■ **TASK GOAL**: The entries that follow need to be returned without any alteration.

■ **INFORMATION GIVEN**:

------------------------------

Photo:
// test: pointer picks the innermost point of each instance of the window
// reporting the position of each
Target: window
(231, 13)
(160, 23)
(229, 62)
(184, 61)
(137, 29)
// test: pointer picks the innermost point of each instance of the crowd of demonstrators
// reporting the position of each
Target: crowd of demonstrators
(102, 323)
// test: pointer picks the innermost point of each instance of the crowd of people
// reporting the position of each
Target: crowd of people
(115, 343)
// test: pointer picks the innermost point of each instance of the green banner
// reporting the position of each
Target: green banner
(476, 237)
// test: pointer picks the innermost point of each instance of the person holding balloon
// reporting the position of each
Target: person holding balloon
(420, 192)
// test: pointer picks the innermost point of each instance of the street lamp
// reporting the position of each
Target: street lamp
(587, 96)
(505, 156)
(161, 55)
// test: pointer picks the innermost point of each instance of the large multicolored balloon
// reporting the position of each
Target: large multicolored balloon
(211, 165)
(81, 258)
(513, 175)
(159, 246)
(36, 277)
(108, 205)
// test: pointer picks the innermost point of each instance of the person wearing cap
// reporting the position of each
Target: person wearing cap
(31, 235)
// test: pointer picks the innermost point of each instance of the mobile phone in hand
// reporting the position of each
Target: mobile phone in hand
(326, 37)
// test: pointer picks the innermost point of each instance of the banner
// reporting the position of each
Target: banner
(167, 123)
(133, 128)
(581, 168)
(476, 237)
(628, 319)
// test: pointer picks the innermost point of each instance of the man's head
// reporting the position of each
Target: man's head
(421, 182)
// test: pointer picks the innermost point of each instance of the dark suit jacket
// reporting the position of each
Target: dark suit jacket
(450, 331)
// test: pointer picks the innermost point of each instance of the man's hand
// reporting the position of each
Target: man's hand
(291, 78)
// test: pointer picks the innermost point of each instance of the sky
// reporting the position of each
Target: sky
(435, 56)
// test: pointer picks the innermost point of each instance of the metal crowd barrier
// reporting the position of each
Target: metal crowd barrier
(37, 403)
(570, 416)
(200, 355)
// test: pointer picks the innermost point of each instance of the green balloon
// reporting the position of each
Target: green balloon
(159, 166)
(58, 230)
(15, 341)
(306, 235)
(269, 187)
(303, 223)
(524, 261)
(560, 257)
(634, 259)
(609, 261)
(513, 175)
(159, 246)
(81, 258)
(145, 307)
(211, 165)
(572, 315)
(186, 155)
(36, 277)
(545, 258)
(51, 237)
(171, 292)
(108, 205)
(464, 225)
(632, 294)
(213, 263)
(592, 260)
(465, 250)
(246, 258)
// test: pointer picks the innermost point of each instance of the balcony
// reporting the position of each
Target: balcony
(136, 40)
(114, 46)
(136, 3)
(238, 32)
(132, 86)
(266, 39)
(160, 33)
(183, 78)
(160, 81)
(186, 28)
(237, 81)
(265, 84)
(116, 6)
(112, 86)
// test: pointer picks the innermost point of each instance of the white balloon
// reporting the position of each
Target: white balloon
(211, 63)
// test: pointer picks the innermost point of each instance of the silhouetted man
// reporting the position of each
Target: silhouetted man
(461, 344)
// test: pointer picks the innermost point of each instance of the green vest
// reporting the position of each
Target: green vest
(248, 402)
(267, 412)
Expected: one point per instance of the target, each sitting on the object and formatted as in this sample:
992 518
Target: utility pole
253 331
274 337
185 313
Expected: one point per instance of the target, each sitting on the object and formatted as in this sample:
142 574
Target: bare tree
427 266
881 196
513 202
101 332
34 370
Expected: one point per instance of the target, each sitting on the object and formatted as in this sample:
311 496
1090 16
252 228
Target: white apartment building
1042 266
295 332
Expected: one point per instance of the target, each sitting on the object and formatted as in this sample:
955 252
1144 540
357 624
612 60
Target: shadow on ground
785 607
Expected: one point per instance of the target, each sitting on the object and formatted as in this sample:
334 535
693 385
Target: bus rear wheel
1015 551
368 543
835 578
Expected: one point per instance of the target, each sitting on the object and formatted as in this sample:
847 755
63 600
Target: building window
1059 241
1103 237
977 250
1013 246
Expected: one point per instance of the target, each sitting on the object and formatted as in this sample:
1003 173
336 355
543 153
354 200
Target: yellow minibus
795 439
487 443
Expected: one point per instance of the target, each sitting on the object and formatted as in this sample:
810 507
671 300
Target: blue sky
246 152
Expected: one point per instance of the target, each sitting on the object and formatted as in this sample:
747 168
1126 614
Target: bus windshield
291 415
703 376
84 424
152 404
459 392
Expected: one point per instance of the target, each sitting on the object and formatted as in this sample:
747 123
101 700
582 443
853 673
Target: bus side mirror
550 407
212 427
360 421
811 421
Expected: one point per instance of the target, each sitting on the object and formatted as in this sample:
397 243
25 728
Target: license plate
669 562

------------------------------

■ **RESPONSE TO THE TASK**:
Photo:
// test: pointer picks the innermost point of each instance of the window
// reporting the position of each
Target: window
(231, 13)
(160, 23)
(229, 62)
(184, 61)
(137, 29)
// test: pointer picks the innermost point of each instance of the crowd of demonstrators
// reporting the position of each
Target: crowd of demonstrators
(102, 323)
// test: pointer picks the innermost point of each instance of the crowd of people
// reporting the position of each
Target: crowd of people
(115, 343)
// test: pointer picks the innermost point of each instance of the green banner
// reporting the position of each
Target: green banner
(476, 237)
// test: pointer picks the innermost point of each instance of the person holding balloon
// reporting the position of each
Target: person holding balloon
(420, 192)
// test: pointer picks the innermost point of each instance of the street lamp
// reporting the position of each
Target: street lamp
(587, 96)
(505, 156)
(161, 55)
// test: pointer picks the innermost point of each instance of the large multicolored balloon
// reporting the position of each
Target: large multicolored balloon
(211, 165)
(81, 258)
(513, 175)
(159, 246)
(36, 277)
(108, 205)
// test: pointer picks the innermost point of each instance of the person wearing cap
// reporting the position of each
Target: person wearing cap
(31, 235)
// test: pointer picks the innermost point of each instance of the mobile phone in hand
// reporting the position of each
Target: mobile phone in hand
(326, 37)
// test: pointer picks the innermost point of each instance of the banner
// reporting the position of each
Target: banner
(167, 123)
(133, 128)
(581, 168)
(476, 237)
(628, 319)
// test: pointer picks the innermost point of each instance of the man's head
// reporting the position of each
Target: man's head
(421, 182)
// test: pointer picks the innermost point of each instance of the dark suit jacket
// reporting the position of each
Target: dark suit jacket
(450, 331)
// test: pointer picks the innermost point of each instance of the man's hand
// reporting the position of each
Target: man's hand
(291, 78)
// test: pointer picks the innermost point of each instance of the sky
// reporting the position of each
Target: sky
(435, 56)
// test: pointer picks the innermost point of each instance of the metal crowd barrier
// reporting the position of each
Target: metal crowd barrier
(37, 403)
(570, 416)
(200, 355)
// test: pointer picks the innermost point of each instance of the green balloon
// reporting the position of each
Target: green balloon
(159, 166)
(58, 230)
(15, 341)
(306, 235)
(269, 187)
(303, 223)
(524, 261)
(560, 257)
(634, 259)
(609, 261)
(513, 175)
(159, 246)
(81, 258)
(145, 307)
(211, 165)
(572, 315)
(186, 155)
(36, 277)
(545, 258)
(51, 237)
(171, 292)
(108, 205)
(464, 225)
(632, 294)
(213, 263)
(592, 260)
(465, 250)
(246, 258)
// test: pointer picks the innermost point of each instance of the balcony
// reporting the position of each
Target: balcony
(136, 40)
(114, 46)
(136, 3)
(238, 32)
(132, 86)
(266, 39)
(160, 33)
(183, 78)
(160, 81)
(186, 28)
(237, 81)
(265, 84)
(116, 6)
(112, 86)
// test: pointer picks the innermost point of each instance of the white balloon
// reporting the position of each
Target: white balloon
(211, 63)
// test: pointer picks the innermost point of each instance of the silhouetted man
// reporting the position of each
Target: silhouetted man
(461, 344)
// test: pointer picks the innermost point of each instance of the green vest
// reporting the position of each
Target: green vest
(248, 402)
(267, 412)
Expected: one point per instance of the target, each sitting on the object and formatted as in this sample:
992 518
Target: utility pole
253 331
274 337
185 313
Expected: one point per instance of the target, each sitting on the object and formatted as in this sample:
142 574
Target: bare tree
427 266
881 196
513 202
101 332
34 370
Expected: one point per instance of the target, each sitting on the object and formatted as in this sample:
311 496
1090 16
252 228
Target: white apartment building
1042 266
295 332
Expected: one point per instance of the target, each sitting on the object and formatted as in this sample:
955 252
1144 540
357 624
612 60
Target: shadow on ground
785 607
Expected: one point per instance of the target, each sitting on the object and formatted as in this sample:
334 535
693 385
Target: bus rear wheel
1015 551
368 543
835 578
Expected: one point per instance of the target, each sitting on the object and formatted as in this sample:
847 755
63 600
Target: building window
1059 241
1103 237
977 250
1013 246
Expected: one point per instance of the target, each sitting on the object and formatted as in this sample:
1003 173
336 355
543 153
354 200
Target: yellow minibus
795 439
487 443
Expected: one point per instance of the target, each sitting on the object and formatted as in this sample:
810 507
671 300
Target: blue sky
246 152
Expected: one point per instance of the target, each sitting on the object and formatted as in this sample:
747 168
1126 614
Target: bus windshield
291 415
703 376
84 424
152 404
459 392
Expected: one point per instance of the target, each sitting on the object and formatted as in this sample:
747 123
101 700
582 443
853 673
Target: bus side mirror
550 407
212 427
360 421
811 421
Expected: one point per instance of the target, each sitting on the object and formatted as in this sample:
397 243
25 728
Target: license plate
669 562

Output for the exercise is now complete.